_Task directions_.
In the items below, copy out the part that opens with the line containing "of the riverbank" and closes with the line containing "316, 217, 329, 231", including both of those lines. Leave the pictures out.
★ ★ ★ ★ ★ ★ ★
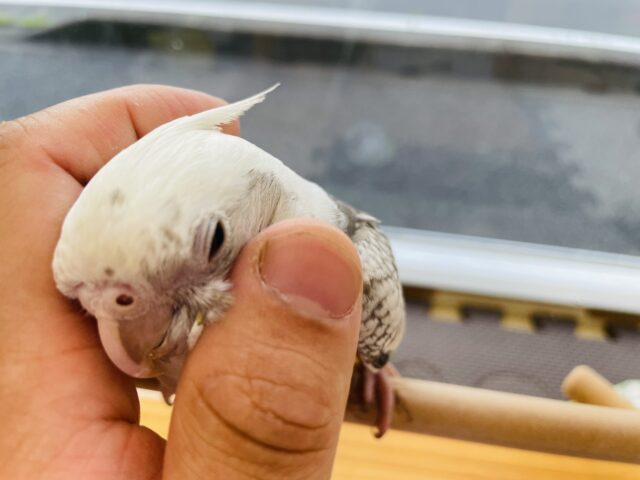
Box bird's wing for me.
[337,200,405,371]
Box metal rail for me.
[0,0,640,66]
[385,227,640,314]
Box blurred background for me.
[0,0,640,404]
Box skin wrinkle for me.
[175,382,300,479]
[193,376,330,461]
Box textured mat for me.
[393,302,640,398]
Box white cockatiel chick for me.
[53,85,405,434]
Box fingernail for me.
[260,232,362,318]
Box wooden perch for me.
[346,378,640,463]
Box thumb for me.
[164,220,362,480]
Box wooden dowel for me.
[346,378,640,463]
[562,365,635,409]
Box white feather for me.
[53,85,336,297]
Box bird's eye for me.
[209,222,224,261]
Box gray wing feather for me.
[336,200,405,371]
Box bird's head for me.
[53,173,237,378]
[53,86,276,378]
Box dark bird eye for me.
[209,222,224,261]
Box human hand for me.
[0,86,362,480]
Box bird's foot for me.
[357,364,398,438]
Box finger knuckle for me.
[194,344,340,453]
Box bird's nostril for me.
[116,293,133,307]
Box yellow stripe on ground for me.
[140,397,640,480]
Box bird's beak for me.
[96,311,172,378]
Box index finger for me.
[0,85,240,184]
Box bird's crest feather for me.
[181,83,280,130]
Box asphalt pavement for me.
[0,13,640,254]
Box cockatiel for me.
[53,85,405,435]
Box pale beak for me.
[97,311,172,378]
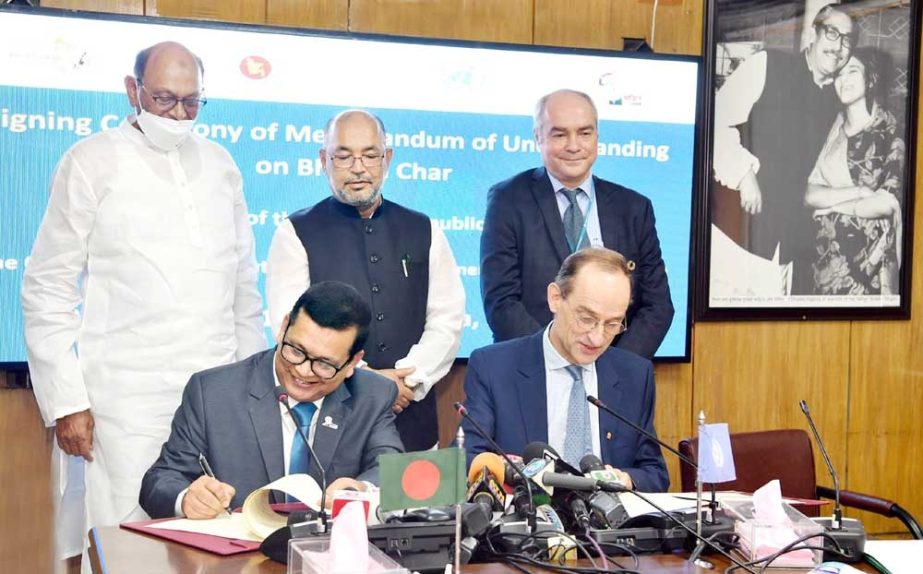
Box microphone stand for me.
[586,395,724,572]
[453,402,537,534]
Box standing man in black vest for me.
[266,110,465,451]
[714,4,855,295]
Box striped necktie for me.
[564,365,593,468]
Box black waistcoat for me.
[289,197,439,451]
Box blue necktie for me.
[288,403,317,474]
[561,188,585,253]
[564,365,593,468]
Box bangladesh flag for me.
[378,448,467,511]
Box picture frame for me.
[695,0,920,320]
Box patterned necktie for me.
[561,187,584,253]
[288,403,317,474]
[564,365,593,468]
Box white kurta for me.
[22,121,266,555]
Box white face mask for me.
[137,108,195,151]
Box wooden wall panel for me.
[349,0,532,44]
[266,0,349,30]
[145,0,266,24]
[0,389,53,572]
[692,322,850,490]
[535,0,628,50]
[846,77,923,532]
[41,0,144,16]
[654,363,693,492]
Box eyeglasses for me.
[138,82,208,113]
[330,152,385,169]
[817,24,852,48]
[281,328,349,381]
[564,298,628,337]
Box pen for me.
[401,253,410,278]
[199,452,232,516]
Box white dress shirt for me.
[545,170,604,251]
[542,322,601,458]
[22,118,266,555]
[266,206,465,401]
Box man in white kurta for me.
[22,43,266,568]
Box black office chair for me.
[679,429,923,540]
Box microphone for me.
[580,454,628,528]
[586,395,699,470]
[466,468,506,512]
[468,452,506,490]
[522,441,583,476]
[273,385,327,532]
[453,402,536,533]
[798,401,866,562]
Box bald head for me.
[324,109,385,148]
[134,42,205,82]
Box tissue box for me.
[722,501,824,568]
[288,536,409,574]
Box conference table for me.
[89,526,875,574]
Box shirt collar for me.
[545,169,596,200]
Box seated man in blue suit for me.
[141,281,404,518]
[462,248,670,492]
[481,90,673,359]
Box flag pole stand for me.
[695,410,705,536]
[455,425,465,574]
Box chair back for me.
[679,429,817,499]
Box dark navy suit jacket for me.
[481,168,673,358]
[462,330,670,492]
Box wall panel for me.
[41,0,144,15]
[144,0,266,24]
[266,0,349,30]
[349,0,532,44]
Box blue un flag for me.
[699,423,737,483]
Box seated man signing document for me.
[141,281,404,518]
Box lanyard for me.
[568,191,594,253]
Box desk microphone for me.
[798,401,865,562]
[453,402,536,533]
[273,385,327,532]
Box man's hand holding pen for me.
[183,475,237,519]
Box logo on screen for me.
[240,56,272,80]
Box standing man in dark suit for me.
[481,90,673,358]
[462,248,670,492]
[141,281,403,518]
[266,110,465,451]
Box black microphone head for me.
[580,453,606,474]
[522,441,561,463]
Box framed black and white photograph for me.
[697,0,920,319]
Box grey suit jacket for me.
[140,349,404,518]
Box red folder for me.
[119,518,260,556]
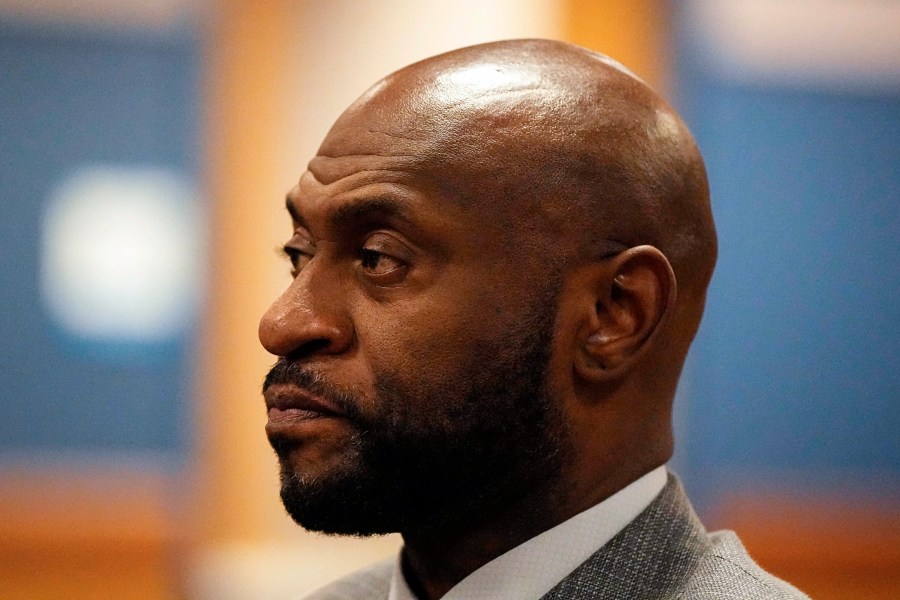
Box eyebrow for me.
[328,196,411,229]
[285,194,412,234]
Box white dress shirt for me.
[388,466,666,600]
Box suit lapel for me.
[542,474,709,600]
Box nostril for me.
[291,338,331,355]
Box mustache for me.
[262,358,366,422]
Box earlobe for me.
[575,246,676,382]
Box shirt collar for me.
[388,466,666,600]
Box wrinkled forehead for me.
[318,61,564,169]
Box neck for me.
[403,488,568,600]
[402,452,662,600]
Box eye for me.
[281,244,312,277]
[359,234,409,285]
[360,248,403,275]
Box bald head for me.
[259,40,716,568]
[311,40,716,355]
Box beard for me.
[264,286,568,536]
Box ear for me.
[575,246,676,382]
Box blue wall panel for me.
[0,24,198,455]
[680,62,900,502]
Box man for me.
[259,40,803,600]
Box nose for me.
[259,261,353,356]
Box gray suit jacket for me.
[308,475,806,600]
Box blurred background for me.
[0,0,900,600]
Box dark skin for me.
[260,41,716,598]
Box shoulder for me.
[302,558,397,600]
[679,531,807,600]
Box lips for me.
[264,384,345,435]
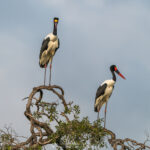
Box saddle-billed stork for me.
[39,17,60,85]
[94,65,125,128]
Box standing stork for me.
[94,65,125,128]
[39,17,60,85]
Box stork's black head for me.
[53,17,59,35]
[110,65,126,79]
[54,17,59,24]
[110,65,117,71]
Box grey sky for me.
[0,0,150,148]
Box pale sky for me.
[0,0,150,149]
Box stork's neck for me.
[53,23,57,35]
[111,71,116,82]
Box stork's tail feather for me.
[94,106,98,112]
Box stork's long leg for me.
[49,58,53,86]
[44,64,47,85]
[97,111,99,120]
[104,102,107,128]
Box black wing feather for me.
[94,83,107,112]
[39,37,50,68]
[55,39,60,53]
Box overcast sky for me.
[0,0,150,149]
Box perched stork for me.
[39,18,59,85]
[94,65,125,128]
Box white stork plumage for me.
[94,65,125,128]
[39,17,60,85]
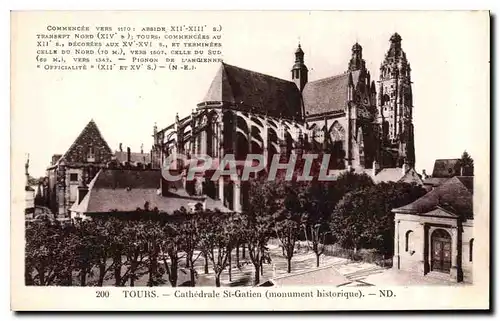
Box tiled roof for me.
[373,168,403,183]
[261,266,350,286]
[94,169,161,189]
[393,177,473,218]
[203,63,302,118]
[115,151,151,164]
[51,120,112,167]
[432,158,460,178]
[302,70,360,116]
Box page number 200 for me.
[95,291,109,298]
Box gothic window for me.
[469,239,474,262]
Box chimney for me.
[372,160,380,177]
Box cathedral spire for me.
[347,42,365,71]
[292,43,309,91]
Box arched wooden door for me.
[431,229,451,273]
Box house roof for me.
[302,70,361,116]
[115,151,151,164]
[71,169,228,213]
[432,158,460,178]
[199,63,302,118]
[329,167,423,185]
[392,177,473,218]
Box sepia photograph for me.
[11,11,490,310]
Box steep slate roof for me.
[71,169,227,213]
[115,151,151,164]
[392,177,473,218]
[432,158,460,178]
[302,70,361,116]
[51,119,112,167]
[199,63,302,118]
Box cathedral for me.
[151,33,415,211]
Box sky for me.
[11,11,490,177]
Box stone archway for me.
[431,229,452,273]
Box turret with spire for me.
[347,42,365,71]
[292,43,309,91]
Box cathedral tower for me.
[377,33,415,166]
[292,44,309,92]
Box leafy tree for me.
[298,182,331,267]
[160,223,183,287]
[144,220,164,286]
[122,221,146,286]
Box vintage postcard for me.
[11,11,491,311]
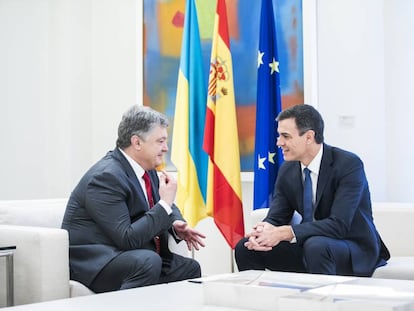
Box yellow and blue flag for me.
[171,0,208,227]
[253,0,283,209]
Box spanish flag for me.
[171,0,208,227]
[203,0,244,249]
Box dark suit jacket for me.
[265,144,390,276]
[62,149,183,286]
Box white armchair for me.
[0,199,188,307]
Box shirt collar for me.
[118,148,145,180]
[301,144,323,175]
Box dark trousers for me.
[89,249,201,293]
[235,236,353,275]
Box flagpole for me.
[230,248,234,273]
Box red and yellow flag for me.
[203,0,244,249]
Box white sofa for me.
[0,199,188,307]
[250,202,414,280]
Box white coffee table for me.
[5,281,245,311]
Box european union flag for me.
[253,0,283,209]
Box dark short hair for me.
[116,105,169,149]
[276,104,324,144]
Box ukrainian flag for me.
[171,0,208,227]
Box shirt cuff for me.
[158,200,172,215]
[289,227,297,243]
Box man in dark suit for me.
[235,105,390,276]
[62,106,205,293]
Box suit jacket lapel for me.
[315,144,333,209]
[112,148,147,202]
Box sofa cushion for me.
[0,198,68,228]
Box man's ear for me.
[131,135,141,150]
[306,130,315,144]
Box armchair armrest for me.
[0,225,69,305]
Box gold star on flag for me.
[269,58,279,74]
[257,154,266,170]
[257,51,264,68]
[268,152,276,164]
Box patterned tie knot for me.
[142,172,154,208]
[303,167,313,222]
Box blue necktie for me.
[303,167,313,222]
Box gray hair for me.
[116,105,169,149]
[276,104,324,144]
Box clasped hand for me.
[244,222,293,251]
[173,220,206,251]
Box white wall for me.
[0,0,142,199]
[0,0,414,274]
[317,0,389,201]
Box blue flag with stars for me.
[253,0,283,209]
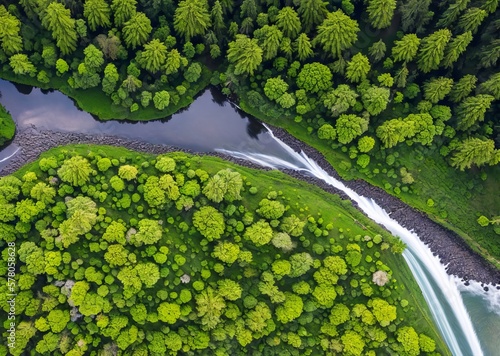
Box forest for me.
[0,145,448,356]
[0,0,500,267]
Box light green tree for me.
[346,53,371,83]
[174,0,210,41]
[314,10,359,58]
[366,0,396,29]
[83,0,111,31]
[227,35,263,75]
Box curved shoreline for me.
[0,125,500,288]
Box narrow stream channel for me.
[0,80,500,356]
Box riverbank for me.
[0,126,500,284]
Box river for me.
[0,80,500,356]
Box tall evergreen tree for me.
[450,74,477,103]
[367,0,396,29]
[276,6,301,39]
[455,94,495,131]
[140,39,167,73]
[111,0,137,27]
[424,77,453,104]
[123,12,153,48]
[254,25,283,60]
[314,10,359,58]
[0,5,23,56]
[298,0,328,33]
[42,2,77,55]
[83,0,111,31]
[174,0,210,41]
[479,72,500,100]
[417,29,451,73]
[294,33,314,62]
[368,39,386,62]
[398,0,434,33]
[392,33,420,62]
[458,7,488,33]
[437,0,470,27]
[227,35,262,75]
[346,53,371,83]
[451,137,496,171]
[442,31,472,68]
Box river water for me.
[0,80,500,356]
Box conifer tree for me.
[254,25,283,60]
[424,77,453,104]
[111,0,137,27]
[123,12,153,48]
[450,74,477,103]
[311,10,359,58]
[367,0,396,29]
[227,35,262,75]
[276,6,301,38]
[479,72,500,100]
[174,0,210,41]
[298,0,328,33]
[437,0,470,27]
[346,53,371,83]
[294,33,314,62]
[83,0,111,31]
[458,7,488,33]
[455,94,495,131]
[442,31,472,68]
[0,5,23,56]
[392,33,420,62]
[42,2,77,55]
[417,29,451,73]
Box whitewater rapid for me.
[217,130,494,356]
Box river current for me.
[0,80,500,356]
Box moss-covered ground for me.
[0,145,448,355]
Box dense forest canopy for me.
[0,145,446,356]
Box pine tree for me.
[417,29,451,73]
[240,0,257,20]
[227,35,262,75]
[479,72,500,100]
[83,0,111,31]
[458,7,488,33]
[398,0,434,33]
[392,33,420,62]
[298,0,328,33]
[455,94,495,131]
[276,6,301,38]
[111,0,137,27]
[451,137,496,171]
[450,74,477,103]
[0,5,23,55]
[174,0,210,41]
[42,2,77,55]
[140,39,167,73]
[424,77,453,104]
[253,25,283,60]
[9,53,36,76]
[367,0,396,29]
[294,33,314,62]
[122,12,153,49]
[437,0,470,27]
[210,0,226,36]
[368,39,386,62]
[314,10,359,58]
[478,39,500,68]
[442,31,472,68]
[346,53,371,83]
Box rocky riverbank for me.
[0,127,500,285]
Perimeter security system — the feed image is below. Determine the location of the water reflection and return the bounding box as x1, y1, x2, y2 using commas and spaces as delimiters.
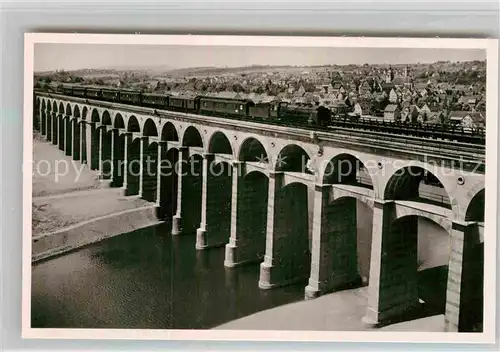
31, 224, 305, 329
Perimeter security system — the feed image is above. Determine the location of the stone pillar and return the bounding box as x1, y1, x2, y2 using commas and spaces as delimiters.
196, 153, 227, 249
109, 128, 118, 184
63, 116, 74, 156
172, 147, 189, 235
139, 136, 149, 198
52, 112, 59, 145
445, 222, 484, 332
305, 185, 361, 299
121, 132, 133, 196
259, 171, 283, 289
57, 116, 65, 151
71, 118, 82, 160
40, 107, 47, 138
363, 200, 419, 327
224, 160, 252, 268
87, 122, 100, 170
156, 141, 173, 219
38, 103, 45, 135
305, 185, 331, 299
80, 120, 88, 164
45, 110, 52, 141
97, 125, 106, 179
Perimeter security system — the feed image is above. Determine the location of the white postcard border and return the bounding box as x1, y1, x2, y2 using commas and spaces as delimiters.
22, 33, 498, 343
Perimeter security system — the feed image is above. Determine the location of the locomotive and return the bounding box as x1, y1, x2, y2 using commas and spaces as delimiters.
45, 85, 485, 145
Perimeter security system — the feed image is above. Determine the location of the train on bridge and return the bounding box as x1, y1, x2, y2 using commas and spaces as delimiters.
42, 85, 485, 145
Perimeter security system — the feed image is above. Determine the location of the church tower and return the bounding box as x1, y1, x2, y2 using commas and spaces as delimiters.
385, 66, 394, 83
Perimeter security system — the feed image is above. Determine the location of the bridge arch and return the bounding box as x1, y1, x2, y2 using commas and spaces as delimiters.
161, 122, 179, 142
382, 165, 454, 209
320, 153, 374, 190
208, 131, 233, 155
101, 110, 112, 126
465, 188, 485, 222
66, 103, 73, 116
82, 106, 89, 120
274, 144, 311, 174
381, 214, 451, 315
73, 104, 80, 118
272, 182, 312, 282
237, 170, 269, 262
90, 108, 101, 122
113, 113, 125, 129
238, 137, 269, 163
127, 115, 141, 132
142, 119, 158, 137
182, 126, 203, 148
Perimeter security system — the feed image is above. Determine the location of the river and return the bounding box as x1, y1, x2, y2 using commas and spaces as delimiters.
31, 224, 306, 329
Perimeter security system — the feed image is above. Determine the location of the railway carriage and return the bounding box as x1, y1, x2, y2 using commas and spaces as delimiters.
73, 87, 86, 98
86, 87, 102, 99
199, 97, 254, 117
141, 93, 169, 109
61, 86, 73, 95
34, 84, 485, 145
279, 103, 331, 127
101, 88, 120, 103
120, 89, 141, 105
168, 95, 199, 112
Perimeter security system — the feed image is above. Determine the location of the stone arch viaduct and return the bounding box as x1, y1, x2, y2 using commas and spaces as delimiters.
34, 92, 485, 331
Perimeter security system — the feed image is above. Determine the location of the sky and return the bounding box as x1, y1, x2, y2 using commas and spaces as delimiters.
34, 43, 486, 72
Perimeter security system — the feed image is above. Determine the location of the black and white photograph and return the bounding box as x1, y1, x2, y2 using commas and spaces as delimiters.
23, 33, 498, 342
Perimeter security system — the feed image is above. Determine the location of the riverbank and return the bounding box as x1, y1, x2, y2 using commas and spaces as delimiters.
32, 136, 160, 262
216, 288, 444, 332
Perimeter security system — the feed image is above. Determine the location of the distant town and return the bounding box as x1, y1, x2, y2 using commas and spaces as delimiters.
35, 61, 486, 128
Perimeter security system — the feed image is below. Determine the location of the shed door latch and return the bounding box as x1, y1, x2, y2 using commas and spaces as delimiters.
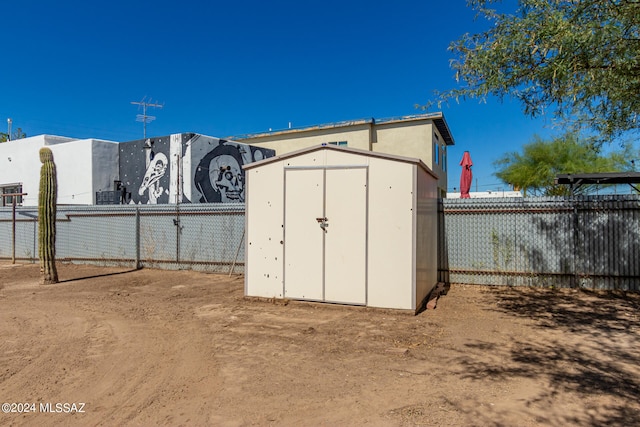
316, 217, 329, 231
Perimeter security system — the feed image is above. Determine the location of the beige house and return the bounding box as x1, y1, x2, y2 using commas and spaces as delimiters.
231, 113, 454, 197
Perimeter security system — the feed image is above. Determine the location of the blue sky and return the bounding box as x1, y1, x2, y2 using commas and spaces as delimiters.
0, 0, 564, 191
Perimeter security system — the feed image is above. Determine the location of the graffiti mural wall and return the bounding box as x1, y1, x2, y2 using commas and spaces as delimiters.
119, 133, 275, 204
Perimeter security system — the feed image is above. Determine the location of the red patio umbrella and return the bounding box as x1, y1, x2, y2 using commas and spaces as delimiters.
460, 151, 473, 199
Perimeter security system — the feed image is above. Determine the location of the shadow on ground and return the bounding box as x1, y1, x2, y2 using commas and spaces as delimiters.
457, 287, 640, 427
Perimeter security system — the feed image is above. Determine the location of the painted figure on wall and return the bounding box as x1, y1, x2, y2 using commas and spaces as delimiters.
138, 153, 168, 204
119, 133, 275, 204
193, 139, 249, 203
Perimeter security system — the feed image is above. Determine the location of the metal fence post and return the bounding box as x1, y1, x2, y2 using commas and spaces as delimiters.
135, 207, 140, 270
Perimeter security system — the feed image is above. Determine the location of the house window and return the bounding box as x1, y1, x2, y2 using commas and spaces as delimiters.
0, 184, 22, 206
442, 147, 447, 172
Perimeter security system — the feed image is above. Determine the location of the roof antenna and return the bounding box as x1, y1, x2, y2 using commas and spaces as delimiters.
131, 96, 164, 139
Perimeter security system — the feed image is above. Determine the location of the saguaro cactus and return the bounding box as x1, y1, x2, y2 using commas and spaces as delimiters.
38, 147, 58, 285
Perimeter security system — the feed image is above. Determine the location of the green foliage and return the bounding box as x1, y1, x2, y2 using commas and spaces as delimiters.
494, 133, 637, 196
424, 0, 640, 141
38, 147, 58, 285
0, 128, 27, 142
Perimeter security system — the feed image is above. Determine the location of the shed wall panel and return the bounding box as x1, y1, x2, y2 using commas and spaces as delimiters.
★ ★ ★ ★ ★ ★ ★
_Written answer_.
Perimeter security system — the feed image is above. Determine the location of the riverbank and return the bounding box as x1, y1, x2, y2 using commas and spaces as delimiters.
32, 136, 160, 262
216, 288, 444, 332
Perimeter security system — the feed image is above. Determine the location of the distant town and return the bounding box as x1, y1, x2, y2 using commas and spaces as delimiters.
35, 61, 486, 128
Perimeter security system — the feed image is below. Determine the location of the shed door latch and return the bounding box as x1, y1, x2, y2 using commas and spaces as delimiters.
316, 217, 329, 231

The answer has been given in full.